§ **TASK BRIEF**: With no line left out, restate the data word for word.

▶

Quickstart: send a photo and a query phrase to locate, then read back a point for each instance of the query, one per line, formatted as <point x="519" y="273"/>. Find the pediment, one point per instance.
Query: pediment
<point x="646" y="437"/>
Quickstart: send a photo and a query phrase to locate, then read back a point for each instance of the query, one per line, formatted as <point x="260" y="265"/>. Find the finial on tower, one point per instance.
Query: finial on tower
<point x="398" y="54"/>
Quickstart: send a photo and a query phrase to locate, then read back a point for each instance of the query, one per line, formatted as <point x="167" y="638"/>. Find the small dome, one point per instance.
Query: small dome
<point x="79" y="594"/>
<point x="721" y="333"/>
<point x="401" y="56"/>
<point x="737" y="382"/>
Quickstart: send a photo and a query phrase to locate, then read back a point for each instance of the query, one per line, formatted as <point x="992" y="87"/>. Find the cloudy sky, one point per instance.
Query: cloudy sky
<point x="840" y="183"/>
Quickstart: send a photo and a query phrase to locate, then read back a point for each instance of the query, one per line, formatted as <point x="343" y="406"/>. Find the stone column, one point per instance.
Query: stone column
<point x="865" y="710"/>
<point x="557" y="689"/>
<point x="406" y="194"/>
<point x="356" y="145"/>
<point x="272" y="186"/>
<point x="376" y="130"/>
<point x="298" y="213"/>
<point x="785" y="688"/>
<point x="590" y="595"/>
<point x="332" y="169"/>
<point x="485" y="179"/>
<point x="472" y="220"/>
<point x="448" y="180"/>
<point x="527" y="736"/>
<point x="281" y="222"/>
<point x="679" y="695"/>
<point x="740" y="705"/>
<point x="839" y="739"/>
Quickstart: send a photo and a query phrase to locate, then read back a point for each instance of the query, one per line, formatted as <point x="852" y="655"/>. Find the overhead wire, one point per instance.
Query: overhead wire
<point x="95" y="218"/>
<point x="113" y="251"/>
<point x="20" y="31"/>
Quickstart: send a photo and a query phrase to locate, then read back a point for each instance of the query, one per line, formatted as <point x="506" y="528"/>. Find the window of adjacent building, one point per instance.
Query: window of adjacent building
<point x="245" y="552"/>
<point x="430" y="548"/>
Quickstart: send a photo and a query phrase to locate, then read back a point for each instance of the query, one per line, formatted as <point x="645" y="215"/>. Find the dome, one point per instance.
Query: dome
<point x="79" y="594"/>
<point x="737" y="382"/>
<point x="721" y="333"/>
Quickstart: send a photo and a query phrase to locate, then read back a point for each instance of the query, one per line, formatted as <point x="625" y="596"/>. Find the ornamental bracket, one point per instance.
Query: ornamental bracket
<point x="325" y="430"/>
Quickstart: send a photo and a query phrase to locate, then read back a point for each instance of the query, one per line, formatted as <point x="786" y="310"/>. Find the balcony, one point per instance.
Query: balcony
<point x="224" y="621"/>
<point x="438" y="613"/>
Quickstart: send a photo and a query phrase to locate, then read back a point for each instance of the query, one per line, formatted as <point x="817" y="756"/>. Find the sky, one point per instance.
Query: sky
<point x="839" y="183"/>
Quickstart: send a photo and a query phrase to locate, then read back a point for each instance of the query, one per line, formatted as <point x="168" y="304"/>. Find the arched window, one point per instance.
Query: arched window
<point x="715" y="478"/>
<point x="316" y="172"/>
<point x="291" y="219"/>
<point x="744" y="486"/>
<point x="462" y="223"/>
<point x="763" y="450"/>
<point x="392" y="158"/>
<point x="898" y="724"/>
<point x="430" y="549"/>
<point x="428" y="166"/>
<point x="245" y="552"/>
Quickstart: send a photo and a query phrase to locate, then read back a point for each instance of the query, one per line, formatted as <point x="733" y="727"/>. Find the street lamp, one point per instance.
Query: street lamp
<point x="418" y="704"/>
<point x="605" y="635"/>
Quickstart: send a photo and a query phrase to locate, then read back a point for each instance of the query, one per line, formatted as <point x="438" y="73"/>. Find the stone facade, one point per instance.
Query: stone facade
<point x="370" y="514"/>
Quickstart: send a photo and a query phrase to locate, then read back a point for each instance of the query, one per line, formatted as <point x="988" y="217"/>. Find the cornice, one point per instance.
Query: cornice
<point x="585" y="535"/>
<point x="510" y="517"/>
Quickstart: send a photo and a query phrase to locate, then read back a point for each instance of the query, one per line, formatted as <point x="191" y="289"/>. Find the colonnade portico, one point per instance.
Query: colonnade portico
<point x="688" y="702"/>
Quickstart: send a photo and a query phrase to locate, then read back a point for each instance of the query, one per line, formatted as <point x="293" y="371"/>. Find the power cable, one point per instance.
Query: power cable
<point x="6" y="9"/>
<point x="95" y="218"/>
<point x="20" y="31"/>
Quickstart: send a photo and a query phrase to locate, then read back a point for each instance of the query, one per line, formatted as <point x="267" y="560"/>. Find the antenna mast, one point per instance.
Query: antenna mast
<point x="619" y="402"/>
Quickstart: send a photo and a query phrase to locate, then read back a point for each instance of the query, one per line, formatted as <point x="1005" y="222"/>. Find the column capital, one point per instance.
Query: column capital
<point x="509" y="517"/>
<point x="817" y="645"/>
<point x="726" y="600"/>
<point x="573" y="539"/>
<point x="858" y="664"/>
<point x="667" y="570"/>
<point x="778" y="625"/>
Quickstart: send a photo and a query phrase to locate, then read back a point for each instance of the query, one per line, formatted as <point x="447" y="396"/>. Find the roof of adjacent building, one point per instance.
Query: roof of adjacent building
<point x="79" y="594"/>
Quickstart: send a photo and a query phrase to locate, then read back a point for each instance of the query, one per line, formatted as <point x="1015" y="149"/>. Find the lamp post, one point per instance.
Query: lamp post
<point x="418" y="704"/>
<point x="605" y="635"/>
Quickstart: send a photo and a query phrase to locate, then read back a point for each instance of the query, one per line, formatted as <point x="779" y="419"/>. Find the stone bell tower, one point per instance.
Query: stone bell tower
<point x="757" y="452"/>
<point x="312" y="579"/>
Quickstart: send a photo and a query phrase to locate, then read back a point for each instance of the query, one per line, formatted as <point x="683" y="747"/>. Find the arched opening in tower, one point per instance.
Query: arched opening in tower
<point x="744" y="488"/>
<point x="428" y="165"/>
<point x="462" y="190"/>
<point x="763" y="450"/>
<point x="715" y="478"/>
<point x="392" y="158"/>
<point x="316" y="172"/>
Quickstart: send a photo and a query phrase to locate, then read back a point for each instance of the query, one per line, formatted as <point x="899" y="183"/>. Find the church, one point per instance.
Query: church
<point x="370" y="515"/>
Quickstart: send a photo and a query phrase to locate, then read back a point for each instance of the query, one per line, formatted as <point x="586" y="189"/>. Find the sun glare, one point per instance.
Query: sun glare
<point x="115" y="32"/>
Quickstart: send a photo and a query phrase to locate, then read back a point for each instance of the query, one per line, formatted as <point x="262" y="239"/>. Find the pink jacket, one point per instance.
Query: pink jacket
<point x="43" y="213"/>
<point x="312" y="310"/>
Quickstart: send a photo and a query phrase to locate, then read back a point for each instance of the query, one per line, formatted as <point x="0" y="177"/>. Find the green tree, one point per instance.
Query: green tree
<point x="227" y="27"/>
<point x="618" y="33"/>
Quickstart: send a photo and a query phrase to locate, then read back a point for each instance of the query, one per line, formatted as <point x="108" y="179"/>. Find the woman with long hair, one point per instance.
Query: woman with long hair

◀

§ **TASK RESPONSE**:
Quickstart: send a photo and a query phrase to locate, then read back a point for each instance of the query, one per line, formatted as <point x="519" y="273"/>. Find the pediment, one point per instance.
Query: pediment
<point x="646" y="437"/>
Quickstart: send a photo and a query phrase to locate, then read back a point for each instance of the query, one per line, formatted as <point x="260" y="265"/>. Find the finial on tower, one point per instance.
Query: finial on tower
<point x="398" y="54"/>
Quickstart: send a photo and a query phrase to locate, then read back a point for each instance of the query, one per line, formatted as <point x="167" y="638"/>. Find the small dome, one point per instance.
Query: small dome
<point x="79" y="594"/>
<point x="721" y="333"/>
<point x="401" y="56"/>
<point x="737" y="382"/>
Quickstart: send a photo and a query phrase to locate, then read back a point for each instance of the query, one per line, formatted as <point x="992" y="87"/>. Find the cloudy sky, one point per instance.
Query: cloudy sky
<point x="840" y="183"/>
Quickstart: send a photo and a query phrase to locate, then read back a point for each instance of the query, one per line, formatted as <point x="343" y="406"/>. Find the stone column, one point per instance.
Query: stone column
<point x="865" y="710"/>
<point x="557" y="689"/>
<point x="406" y="194"/>
<point x="356" y="145"/>
<point x="272" y="186"/>
<point x="376" y="130"/>
<point x="298" y="213"/>
<point x="785" y="688"/>
<point x="590" y="595"/>
<point x="332" y="169"/>
<point x="485" y="179"/>
<point x="472" y="220"/>
<point x="448" y="180"/>
<point x="527" y="736"/>
<point x="281" y="222"/>
<point x="679" y="695"/>
<point x="740" y="705"/>
<point x="839" y="739"/>
Quickstart: send a photo and a query phrase to locate, then read back a point for each instance of the query, one per line, formatted as <point x="852" y="655"/>. Find the overhead wire, one point per instance.
Query: overhead wire
<point x="95" y="218"/>
<point x="113" y="251"/>
<point x="20" y="31"/>
Quickstart: send a photo and a query phrase to locate, then read back a point for each instance of the query, one per line, formatted as <point x="506" y="528"/>. Find the window of adjacent building, one point per instance.
Query: window of adjacent building
<point x="245" y="552"/>
<point x="430" y="548"/>
Quickstart: send a photo and a query phrase to locate, then read back a point for each instance of the query, one per line, formatted as <point x="645" y="215"/>. Find the dome, one point per instance.
Query: dome
<point x="79" y="594"/>
<point x="737" y="382"/>
<point x="721" y="333"/>
Quickstart: send a photo and a query phrase to locate, then read back a point for each instance of the query, one per line, formatted as <point x="625" y="596"/>. Find the ornamental bracket, one point per instance.
Query: ornamental bracket
<point x="325" y="430"/>
Quickstart: send a photo and a query phrase to locate, then read back a point for each instance of the query, one per line, formatted as <point x="786" y="310"/>. Find the balcony, one point per instance.
Query: balcony
<point x="224" y="621"/>
<point x="438" y="613"/>
Quickstart: send a photo and a query phrase to locate, then read back a point for each instance of the query, one per line, formatted as <point x="817" y="756"/>. Find the sky, one point per instance.
Query: sky
<point x="839" y="183"/>
Quickstart: send a photo and a query phrase to locate, then read back a point for each instance of the query, one per line, formatted as <point x="168" y="304"/>. Find the arched window, one point per instance.
Query: arched window
<point x="715" y="478"/>
<point x="316" y="172"/>
<point x="291" y="219"/>
<point x="744" y="486"/>
<point x="462" y="223"/>
<point x="763" y="450"/>
<point x="392" y="158"/>
<point x="898" y="724"/>
<point x="430" y="549"/>
<point x="428" y="166"/>
<point x="245" y="552"/>
Quickstart: send a photo and a query phrase to locate, then read back a point for each instance of the query, one per line, formatted as <point x="733" y="727"/>. Find the street lamp, one point per instance.
Query: street lamp
<point x="418" y="704"/>
<point x="605" y="635"/>
Quickstart: send a photo and a query phrase to locate, then read back a point for each instance of the query, one per line, formatted as <point x="438" y="73"/>. Find the stone facade, one point per instance.
Query: stone facade
<point x="370" y="514"/>
Quickstart: send a photo and a query phrase to locate, then read back a point for each instance of the query, one per line, formatted as <point x="988" y="217"/>. Find the cornice, one point per instance.
Query: cornice
<point x="585" y="535"/>
<point x="510" y="517"/>
Quickstart: send a photo and a query phrase to locate, then read back a point for each instance of the query, one per line, formatted as <point x="191" y="289"/>. Find the colonnade portico, one point per instance.
Query: colonnade portico
<point x="688" y="702"/>
Quickstart: send a photo and a query phrase to locate, then read back a point for each instance of the query, one per line, formatted as <point x="293" y="371"/>. Find the power cable, one point per instance.
Query: power cable
<point x="6" y="9"/>
<point x="95" y="218"/>
<point x="20" y="31"/>
Quickstart: send a photo and a query phrase to locate, then read back a point for each instance of the query, one per line, formatted as <point x="267" y="560"/>. Find the antenna mast, one point per instance.
Query: antenna mast
<point x="619" y="402"/>
Quickstart: send a photo and a query phrase to locate, then read back a point for each instance of the query, one per line, formatted as <point x="1005" y="222"/>. Find the column capital, one point per instance.
Query: column capital
<point x="509" y="517"/>
<point x="817" y="645"/>
<point x="726" y="600"/>
<point x="573" y="539"/>
<point x="858" y="664"/>
<point x="667" y="570"/>
<point x="778" y="625"/>
Quickstart: send a photo and a query phrase to locate, then read back a point for each instance of the query, one per line, formatted as <point x="447" y="396"/>. Find the roof of adjacent building, one point per instance.
Query: roof of adjacent building
<point x="79" y="594"/>
Quickstart: send a photo and a query phrase to locate, then read back a point for each instance of the query, one per line, formatted as <point x="1015" y="149"/>. Find the lamp post, one point per instance.
Query: lamp post
<point x="418" y="704"/>
<point x="605" y="635"/>
Quickstart: send a photo and a query phrase to locate, then read back a point for each instance of the query, one per line, formatted as <point x="779" y="419"/>. Find the stone bell tower, one point per instance.
Query: stone bell tower
<point x="757" y="452"/>
<point x="312" y="579"/>
Quickstart: send a photo and a query phrase to locate, then read back a point for each instance of the query, one per line, formatted as <point x="683" y="747"/>. Find the arched opening in tower, one point per instance.
Query: arched opening in tower
<point x="744" y="488"/>
<point x="428" y="165"/>
<point x="462" y="190"/>
<point x="763" y="450"/>
<point x="715" y="478"/>
<point x="392" y="158"/>
<point x="316" y="172"/>
Quickstart: send a photo and a query phrase to locate, then read back a point for each instance of the query, one per line, formatted as <point x="899" y="183"/>. Find the church, one point per instance.
Query: church
<point x="370" y="515"/>
Quickstart: send a photo and a query phrase to locate, then read back a point for each instance of the query, one per line, formatted as <point x="586" y="189"/>. Find the sun glare, one point per instance.
Query: sun glare
<point x="115" y="32"/>
Quickstart: send a photo and a query phrase to locate, then read back a point for each instance of the query, one per line, formatted as <point x="262" y="239"/>. Find the pink jacket, one point per instance.
Query: pink jacket
<point x="43" y="213"/>
<point x="312" y="310"/>
Quickstart: send a photo and a query phrase to locate, then read back a point for each instance of the query, one per line, formatted as <point x="0" y="177"/>. Find the green tree, one point per instance.
Query: green tree
<point x="227" y="27"/>
<point x="618" y="33"/>
Quickstart: send a photo and a query phrase to locate, then read back a point for each instance of the query, one per line, formatted as <point x="108" y="179"/>. Find the woman with long hair, one point per instance.
Query: woman with long hair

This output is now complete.